What the task requires —
Gather every line in the rows below that contains the word "road", and copy each of those lines unchanged.
|---|
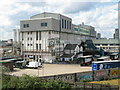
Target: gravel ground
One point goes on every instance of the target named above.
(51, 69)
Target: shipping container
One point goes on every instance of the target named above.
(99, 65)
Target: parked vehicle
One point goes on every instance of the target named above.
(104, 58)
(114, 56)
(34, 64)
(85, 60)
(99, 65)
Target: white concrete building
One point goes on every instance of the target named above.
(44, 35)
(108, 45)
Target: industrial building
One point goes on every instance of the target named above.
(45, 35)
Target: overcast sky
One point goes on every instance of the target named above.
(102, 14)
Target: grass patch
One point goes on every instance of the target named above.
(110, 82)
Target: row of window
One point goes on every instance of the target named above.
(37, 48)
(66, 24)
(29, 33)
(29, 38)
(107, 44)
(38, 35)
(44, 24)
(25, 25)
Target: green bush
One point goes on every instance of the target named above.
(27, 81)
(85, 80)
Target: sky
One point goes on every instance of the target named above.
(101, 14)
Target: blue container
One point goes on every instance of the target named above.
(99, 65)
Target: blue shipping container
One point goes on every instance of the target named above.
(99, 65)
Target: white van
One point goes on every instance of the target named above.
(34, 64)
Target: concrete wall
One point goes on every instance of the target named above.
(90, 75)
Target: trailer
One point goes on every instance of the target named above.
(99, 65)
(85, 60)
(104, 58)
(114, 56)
|---|
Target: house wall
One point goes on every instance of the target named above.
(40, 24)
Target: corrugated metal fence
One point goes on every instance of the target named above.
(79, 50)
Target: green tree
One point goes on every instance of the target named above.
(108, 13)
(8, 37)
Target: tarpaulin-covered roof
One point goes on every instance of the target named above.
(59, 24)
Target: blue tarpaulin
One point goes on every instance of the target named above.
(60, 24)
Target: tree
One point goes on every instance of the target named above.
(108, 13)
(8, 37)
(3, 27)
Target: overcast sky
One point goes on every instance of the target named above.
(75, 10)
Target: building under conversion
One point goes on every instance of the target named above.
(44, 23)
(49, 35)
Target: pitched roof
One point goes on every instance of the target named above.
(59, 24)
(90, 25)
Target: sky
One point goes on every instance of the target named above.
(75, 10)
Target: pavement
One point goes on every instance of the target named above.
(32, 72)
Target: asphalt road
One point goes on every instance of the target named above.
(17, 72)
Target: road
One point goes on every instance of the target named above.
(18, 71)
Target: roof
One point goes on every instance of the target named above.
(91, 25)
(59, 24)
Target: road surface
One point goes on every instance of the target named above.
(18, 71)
|---|
Response —
Target: asphalt road
Target: road
Target: road surface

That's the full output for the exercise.